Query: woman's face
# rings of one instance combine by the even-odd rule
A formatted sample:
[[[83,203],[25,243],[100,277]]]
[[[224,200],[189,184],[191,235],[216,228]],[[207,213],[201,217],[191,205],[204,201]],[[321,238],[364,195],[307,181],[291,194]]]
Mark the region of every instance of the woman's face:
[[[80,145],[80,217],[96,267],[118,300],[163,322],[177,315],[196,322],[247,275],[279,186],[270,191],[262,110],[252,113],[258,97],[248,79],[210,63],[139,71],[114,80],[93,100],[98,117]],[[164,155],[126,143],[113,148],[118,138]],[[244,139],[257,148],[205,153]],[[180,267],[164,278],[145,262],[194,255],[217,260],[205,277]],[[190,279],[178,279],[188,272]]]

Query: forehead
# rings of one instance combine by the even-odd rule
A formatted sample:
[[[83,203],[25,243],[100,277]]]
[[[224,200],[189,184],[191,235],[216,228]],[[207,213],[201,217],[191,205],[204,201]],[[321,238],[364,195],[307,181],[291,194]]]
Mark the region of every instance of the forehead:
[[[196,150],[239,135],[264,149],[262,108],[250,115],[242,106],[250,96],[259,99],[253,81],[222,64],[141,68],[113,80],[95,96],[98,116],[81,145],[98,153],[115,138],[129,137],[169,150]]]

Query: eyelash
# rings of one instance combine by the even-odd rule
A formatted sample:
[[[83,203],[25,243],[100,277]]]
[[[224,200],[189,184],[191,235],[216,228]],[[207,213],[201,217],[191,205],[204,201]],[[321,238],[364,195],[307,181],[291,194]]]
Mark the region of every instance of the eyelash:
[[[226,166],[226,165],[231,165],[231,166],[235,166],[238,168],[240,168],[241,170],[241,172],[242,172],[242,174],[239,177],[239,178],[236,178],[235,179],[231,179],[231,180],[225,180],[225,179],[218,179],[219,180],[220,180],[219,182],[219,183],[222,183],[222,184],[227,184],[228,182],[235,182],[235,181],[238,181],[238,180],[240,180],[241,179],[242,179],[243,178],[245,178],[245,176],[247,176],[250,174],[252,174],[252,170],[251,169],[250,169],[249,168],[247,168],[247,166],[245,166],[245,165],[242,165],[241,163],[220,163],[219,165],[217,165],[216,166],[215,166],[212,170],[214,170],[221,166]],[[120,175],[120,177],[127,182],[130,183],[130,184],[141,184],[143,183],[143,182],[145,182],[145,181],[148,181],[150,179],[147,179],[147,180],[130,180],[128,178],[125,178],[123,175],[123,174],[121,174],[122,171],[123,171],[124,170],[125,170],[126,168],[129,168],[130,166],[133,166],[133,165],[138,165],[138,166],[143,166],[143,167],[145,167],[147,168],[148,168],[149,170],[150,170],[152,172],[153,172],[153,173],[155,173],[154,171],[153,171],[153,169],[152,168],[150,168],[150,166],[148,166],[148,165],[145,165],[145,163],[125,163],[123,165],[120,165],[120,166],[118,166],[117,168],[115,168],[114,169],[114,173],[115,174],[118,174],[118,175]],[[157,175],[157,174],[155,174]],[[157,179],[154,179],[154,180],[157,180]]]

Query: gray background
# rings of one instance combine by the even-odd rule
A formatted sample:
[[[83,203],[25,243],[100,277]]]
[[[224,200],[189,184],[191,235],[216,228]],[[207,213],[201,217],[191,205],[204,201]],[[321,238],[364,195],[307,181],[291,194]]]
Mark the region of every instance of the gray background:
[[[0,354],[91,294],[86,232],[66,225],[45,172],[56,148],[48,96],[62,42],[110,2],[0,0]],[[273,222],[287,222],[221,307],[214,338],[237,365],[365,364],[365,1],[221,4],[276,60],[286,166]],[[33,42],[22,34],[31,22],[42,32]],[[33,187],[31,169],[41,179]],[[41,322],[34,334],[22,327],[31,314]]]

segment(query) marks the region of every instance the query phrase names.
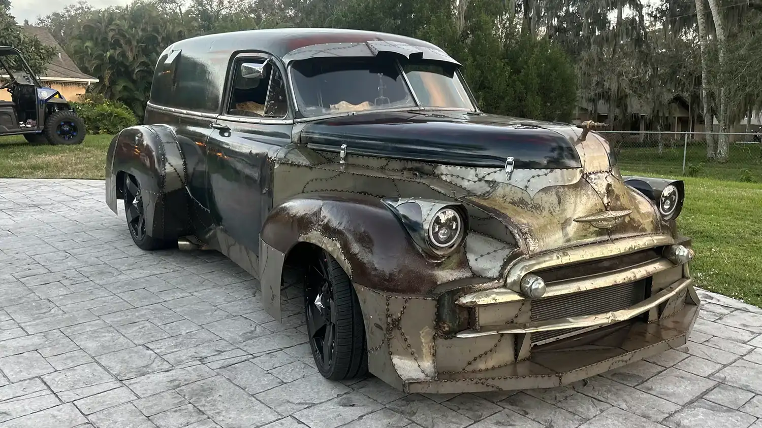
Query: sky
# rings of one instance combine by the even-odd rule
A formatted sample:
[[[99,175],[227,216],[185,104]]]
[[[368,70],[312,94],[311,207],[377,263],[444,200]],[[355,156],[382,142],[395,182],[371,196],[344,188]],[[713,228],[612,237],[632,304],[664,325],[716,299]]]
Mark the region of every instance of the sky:
[[[101,8],[125,5],[131,1],[88,0],[88,2],[94,8]],[[16,17],[16,22],[20,24],[24,24],[25,19],[34,24],[38,16],[62,11],[67,5],[76,2],[76,0],[11,0],[11,14]]]

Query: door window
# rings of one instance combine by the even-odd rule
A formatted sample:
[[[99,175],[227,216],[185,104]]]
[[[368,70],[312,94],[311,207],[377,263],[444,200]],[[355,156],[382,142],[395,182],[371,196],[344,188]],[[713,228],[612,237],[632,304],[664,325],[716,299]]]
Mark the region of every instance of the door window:
[[[237,61],[231,86],[229,114],[280,119],[288,113],[286,85],[272,60]]]

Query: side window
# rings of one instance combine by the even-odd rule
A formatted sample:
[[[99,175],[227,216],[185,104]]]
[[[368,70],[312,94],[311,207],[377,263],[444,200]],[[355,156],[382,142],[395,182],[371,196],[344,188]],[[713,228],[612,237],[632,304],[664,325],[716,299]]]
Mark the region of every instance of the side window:
[[[285,117],[288,112],[286,85],[270,61],[247,59],[235,62],[228,113],[248,117]]]

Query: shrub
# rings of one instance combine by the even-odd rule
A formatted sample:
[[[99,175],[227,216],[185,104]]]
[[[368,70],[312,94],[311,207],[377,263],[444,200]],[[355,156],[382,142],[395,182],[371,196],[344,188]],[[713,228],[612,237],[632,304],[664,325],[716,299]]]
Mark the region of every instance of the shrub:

■ EXERCISE DESCRIPTION
Can you reproduce the entire listing above verbatim, leaving out the pictures?

■ ANSWER BELOW
Query: woman's face
# rings of one instance combine by the even-odd rule
A formatted sample:
[[[83,203],[25,243],[100,277]]]
[[[224,200],[189,184],[191,235],[216,228]],[[207,213],[201,217],[191,205],[204,201]],[[321,238],[364,195],[307,181],[291,194]]]
Mark the region of every instance of the woman's face:
[[[80,145],[80,217],[96,267],[118,300],[163,322],[177,315],[196,322],[247,275],[279,186],[270,191],[262,110],[252,113],[258,97],[248,79],[210,63],[139,71],[114,80],[93,100],[98,117]],[[164,155],[126,143],[113,148],[118,138]],[[244,139],[257,148],[205,153]],[[180,267],[164,278],[145,262],[194,255],[217,260],[205,277]],[[190,279],[178,279],[188,272]]]

Query: forehead
# rings of one instance combine by the even-odd rule
A formatted sample:
[[[83,203],[25,243],[100,277]]]
[[[224,200],[189,184],[191,235],[216,228]],[[207,213],[201,217],[191,205],[204,201]],[[321,238],[364,195],[307,181],[291,194]]]
Mark the region of every instance of the forehead:
[[[196,150],[239,135],[264,149],[262,108],[250,115],[242,106],[250,96],[259,99],[253,81],[222,64],[141,68],[113,80],[95,96],[98,116],[81,145],[98,153],[115,138],[129,137],[169,150]]]

Query: eyelash
# rings of one instance combine by the even-odd rule
A formatted sample:
[[[83,203],[25,243],[100,277]]]
[[[224,200],[189,184],[191,235],[216,228]],[[207,213],[201,217],[191,205],[204,201]],[[321,238],[364,195],[307,181],[291,194]]]
Mark the region of every instance of the eyelash:
[[[226,166],[226,165],[231,165],[231,166],[235,166],[238,168],[240,168],[241,170],[241,172],[242,172],[242,174],[239,177],[239,178],[236,178],[235,179],[231,179],[231,180],[225,180],[225,179],[218,179],[219,180],[220,180],[219,182],[219,183],[222,183],[222,184],[227,184],[228,182],[235,182],[235,181],[238,181],[238,180],[240,180],[241,179],[242,179],[243,178],[245,178],[245,176],[247,176],[250,174],[252,174],[252,170],[251,169],[250,169],[249,168],[247,168],[247,166],[245,166],[245,165],[242,165],[241,163],[220,163],[219,165],[217,165],[216,166],[215,166],[212,170],[214,170],[221,166]],[[120,175],[120,177],[127,182],[130,183],[130,184],[141,184],[143,183],[143,182],[145,182],[145,181],[148,181],[150,179],[147,179],[147,180],[130,180],[128,178],[125,178],[123,175],[123,174],[121,174],[122,171],[123,171],[124,170],[125,170],[126,168],[129,168],[130,166],[133,166],[133,165],[138,165],[138,166],[143,166],[143,167],[145,167],[147,168],[148,168],[149,170],[150,170],[152,172],[153,172],[153,173],[155,173],[154,171],[153,171],[153,169],[152,168],[150,168],[150,166],[148,166],[148,165],[145,165],[145,163],[125,163],[123,165],[120,165],[120,166],[118,166],[117,168],[115,168],[114,169],[114,173],[115,174],[118,174],[118,175]],[[157,175],[157,174],[155,174]],[[157,179],[154,179],[154,180],[157,180]]]

Query: gray background
# rings of one instance combine by the even-odd rule
A formatted sample:
[[[83,203],[25,243],[100,277]]]
[[[224,200],[189,184],[191,235],[216,228]],[[207,213],[201,217],[191,205],[204,201]],[[321,238],[364,195],[307,181],[291,194]]]
Mark the region of every instance of the gray background:
[[[0,354],[91,294],[86,232],[66,225],[45,172],[56,148],[48,96],[62,42],[110,2],[0,0]],[[273,222],[287,222],[221,307],[214,338],[237,365],[365,364],[365,1],[221,4],[276,60],[286,166]],[[33,42],[22,34],[31,22],[42,32]],[[33,187],[31,169],[41,179]],[[41,322],[34,334],[22,327],[31,314]]]

segment(query) marks the region of every instance the query phrase names.
Query: sky
# rings of one instance combine by the even-odd rule
A formatted sample:
[[[99,175],[227,216],[185,104]]]
[[[368,70],[312,94],[311,207],[377,263],[444,200]],[[355,156],[382,142],[395,182],[371,196],[344,188]],[[713,228],[612,237],[632,304],[664,325],[716,299]]]
Mark the region of every instance of the sky:
[[[101,8],[125,5],[131,1],[88,0],[88,2],[94,8]],[[16,17],[16,22],[20,24],[24,24],[25,19],[34,24],[38,16],[62,11],[67,5],[76,2],[76,0],[11,0],[11,14]]]

Query: door window
# rings of one instance combine by the even-odd rule
A formatted sample:
[[[99,175],[227,216],[185,104]]]
[[[368,70],[312,94],[311,207],[377,263],[444,200]],[[355,156],[382,142],[395,182],[371,196],[344,188]],[[713,228],[612,237],[632,304],[664,325],[716,299]]]
Mark the region of every instance of the door window:
[[[237,61],[231,86],[229,114],[280,119],[288,113],[286,85],[272,60]]]

Query: side window
# rings of one instance combine by the even-odd rule
A formatted sample:
[[[99,175],[227,216],[185,104]]]
[[[368,70],[312,94],[311,207],[377,263],[444,200]],[[355,156],[382,142],[395,182],[371,196],[344,188]],[[713,228],[612,237],[632,304],[664,325],[716,299]]]
Mark the region of every instance of the side window:
[[[285,117],[288,112],[286,85],[270,61],[247,59],[235,62],[228,113],[248,117]]]

Query: shrub
# rings of one instance combine by the even-odd rule
A formatted sample:
[[[99,175],[227,216],[185,104]]]
[[[368,70],[312,94],[311,207],[377,263],[444,200]],[[355,156],[382,142],[395,182],[371,196],[344,188]],[[713,228],[612,237],[632,304],[664,325],[716,299]]]
Mark the region of every instance of the shrub:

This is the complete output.